Review
Culture
Film & TV
Trauma
8 min read

Meditating on violence

Violence is inherent to life - and a lot of movies. Yaroslav Walker asks if it has to be accepted, as he reviews Creed III, Scream VI and John Wick 4.
In a boxing ring, an umpire stands between two boxers who stare hard at each other.
Michael B. Jordan, Jonathan Majors, and Tony Weeks in Creed III.
MGM.

In March I watched a lot, A LOT, of violence. For me this has been a month of cinematic punching, stabbing, shooting, grappling…and its all been a bit exhausting. Oh well, let's get cracking with Creed III. The ninth instalment in the Rocky franchise has the temerity to exclude Rocky himself! I’m tempted to end the review there. No Stallone, I’m going home! It is a shame, and his presence is missed, especially when the Creed films have always felt a little like repeats of the Rocky Balboa saga. Creed III is somewhat of a mish-mash of Rocky’s III and V, and there’s nothing thematically new in this film.

So, it’s a little unoriginal and quite disrespectful to its origins…and yet I did enjoy it. Michal B Jordan makes his directorial debut, and he delivers a perfectly serviceable boxing film. Jordan’s Adonis Creed is living a perfect life: he ends his boxing career on top, has a beautiful wife and child, is running his own gym, and has found success as a boxing promoter. His idyllic life is interrupted when a figure from his youth returns, and Adonis realises that the one fight he can’t win is with his past. There are secrets, there are betrayals, there are home truths delivered and personal growth achieved; and of course there is a training montage and a climactic fight.

The plot is decent (if derivative), though rushed towards the end, and the script is solid. The performances are all fine and familiar - Jordan simply is Adonis Creed - with Jonathan Majors and Tessa Thompson being standouts. Thompson plays Adonis’ wife with a long-suffering air that subtly draws you in to an emotional dynamic that is fracturing. Majors is superb as Dame, the long-incarcerated childhood friend of Adonis’. He has the brutal physical presence needed, with his sudden, cautious, and jerky movements always reminding us that he has just come out of prison. His face is permanently set in a posture of desperation: desperate because in his eyes we see a terrifying combination of broiling rage and a deep, sad longing for love and support. Every second he is on the screen is a masterclass in building tension.

[Dataset records on where objects are located]
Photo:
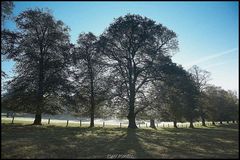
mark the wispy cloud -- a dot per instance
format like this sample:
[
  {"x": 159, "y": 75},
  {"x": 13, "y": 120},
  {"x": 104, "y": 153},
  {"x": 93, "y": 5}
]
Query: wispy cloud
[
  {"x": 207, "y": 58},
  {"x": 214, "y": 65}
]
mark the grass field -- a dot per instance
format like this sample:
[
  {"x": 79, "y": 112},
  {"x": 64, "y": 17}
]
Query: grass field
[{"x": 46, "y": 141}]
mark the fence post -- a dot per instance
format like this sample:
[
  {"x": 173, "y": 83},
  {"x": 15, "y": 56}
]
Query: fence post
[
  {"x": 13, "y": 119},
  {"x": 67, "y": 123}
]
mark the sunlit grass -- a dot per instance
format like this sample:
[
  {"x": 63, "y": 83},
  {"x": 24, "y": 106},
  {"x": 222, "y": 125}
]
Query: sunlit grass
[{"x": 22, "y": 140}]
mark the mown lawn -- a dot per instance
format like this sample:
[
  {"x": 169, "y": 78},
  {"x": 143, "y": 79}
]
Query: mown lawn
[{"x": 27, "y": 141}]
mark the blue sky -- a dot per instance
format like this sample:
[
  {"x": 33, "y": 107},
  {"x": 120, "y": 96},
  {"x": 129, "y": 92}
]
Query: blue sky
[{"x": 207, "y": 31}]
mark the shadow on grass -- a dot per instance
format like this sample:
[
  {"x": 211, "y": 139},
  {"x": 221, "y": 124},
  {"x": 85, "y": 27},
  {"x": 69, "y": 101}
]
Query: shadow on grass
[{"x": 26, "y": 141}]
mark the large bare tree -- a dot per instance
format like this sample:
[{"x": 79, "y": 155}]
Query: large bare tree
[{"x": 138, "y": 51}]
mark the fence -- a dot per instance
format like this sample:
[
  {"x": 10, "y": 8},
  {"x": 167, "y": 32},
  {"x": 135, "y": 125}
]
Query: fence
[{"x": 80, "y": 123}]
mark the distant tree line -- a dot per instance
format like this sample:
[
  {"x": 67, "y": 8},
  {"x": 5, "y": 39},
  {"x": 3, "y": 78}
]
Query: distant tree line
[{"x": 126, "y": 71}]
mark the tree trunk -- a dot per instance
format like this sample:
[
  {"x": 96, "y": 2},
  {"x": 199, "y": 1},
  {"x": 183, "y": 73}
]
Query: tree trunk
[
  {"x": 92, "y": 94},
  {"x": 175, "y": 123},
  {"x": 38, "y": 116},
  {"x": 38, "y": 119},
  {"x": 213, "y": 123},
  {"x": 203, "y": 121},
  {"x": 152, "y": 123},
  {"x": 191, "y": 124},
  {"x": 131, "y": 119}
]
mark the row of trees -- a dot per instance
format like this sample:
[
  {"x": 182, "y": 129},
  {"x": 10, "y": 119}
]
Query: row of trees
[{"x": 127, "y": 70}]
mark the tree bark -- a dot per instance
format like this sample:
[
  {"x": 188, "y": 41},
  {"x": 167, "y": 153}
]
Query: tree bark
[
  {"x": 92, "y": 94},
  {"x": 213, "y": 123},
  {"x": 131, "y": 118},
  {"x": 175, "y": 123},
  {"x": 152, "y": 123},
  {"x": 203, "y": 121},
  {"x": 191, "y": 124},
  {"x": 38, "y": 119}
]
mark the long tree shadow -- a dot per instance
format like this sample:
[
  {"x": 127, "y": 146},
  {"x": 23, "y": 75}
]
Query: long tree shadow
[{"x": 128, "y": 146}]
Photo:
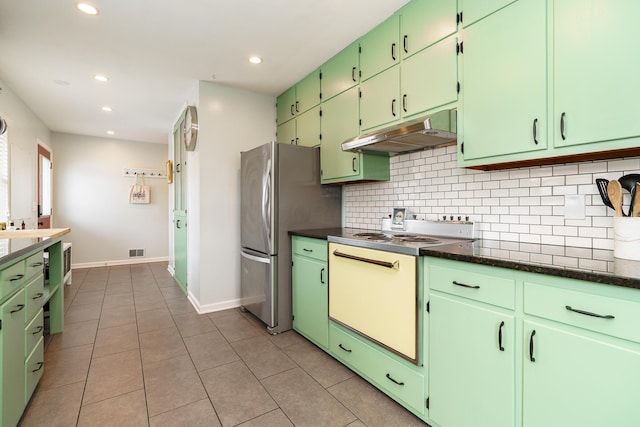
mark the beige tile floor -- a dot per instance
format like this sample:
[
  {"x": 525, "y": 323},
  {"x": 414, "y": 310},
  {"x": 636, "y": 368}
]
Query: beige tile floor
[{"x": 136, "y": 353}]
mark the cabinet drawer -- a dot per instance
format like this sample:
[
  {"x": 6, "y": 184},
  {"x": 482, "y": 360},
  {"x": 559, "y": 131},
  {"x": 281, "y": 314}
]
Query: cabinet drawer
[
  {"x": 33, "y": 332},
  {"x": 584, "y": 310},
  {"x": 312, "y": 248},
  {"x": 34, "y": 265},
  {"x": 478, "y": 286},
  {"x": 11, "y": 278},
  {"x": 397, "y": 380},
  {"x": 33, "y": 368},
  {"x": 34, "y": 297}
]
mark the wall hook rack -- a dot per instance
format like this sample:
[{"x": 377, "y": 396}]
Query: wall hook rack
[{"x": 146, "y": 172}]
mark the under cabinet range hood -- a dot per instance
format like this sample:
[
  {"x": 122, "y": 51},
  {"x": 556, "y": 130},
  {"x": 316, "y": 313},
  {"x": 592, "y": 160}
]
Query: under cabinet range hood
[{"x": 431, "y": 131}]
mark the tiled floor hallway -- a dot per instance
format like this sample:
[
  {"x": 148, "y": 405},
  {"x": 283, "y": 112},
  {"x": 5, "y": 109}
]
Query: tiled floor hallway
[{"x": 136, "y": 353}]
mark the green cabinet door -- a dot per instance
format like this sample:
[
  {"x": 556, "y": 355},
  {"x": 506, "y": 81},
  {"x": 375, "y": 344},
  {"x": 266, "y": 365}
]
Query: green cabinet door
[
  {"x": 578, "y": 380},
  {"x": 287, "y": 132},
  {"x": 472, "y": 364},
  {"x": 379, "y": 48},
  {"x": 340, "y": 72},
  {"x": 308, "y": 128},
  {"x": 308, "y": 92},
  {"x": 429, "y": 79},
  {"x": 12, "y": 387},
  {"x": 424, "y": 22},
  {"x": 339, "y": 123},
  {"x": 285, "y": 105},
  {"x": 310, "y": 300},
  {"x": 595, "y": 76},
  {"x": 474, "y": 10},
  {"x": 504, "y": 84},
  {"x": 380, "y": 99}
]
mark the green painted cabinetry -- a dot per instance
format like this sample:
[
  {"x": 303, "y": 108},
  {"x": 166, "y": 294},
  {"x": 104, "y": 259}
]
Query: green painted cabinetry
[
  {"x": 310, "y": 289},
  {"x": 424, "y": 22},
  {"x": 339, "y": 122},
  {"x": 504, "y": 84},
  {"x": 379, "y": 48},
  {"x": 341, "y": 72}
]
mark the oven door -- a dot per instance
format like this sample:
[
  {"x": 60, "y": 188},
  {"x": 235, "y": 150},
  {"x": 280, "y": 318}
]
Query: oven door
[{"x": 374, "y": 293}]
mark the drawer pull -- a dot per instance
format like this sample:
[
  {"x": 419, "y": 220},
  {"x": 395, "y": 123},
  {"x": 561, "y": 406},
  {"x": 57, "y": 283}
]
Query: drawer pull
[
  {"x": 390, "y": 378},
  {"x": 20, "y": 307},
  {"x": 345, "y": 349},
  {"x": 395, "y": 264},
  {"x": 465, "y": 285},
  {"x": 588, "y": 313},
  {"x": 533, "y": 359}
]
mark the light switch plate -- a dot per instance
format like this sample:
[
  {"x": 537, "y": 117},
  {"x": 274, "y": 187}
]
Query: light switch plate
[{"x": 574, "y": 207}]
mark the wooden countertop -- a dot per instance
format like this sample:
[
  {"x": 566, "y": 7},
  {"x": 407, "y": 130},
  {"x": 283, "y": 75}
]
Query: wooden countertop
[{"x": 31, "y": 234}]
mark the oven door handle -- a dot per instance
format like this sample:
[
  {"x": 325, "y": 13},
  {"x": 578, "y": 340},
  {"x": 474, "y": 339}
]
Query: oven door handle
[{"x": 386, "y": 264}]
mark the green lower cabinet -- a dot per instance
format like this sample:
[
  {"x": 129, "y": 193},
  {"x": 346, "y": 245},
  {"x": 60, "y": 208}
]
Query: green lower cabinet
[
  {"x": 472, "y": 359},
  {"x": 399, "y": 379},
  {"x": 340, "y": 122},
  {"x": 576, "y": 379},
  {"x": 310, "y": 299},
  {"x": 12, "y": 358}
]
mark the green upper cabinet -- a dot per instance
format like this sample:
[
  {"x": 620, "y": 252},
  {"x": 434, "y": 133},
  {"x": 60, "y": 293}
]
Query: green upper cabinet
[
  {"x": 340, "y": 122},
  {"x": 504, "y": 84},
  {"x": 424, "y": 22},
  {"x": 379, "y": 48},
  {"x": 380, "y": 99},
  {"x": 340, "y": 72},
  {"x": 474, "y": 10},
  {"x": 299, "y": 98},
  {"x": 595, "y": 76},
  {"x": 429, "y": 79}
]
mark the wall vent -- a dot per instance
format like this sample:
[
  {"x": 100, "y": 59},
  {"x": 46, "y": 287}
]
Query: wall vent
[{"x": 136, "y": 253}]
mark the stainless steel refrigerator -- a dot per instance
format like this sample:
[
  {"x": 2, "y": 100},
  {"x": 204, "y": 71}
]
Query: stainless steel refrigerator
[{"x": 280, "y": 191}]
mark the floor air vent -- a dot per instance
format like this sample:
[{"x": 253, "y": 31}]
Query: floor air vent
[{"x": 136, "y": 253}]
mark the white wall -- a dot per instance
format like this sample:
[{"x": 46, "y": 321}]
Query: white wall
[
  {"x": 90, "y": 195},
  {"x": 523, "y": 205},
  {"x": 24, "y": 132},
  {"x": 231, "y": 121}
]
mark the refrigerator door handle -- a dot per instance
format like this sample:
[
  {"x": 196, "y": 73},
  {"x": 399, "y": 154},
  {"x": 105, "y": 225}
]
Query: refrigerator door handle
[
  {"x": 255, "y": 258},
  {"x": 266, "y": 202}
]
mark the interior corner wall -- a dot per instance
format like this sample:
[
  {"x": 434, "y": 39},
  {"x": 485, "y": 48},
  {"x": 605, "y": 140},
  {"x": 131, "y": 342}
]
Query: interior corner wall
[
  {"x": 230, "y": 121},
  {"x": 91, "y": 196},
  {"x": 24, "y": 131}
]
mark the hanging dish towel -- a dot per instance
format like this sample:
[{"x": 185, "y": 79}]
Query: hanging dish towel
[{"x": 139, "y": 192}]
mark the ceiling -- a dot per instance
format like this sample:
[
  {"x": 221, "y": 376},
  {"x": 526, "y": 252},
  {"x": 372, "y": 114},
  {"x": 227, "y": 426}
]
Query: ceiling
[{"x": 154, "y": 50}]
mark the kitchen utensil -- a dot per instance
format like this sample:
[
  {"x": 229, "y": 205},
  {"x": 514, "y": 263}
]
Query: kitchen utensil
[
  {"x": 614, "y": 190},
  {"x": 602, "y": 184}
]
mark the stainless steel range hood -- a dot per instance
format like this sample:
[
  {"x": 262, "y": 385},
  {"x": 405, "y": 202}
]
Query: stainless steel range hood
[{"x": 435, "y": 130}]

Problems —
1) Using the film review, decide whether each statement agrees with it: (a) the reviewer says Creed III includes a training montage; (b) Tessa Thompson plays Dame; (c) Rocky appears in Creed III.
2) State how many lines of the records contain the string "distant", with case counting, and reply with the number only.

The responses —
1)
(a) Yes: "and of course there is a training montage and a climactic fight"
(b) No: "Thompson plays Adonis’ wife with a long-suffering air" and "Majors is superb as Dame"
(c) No: "The ninth instalment in the Rocky franchise has the temerity to exclude Rocky himself!"

2) 2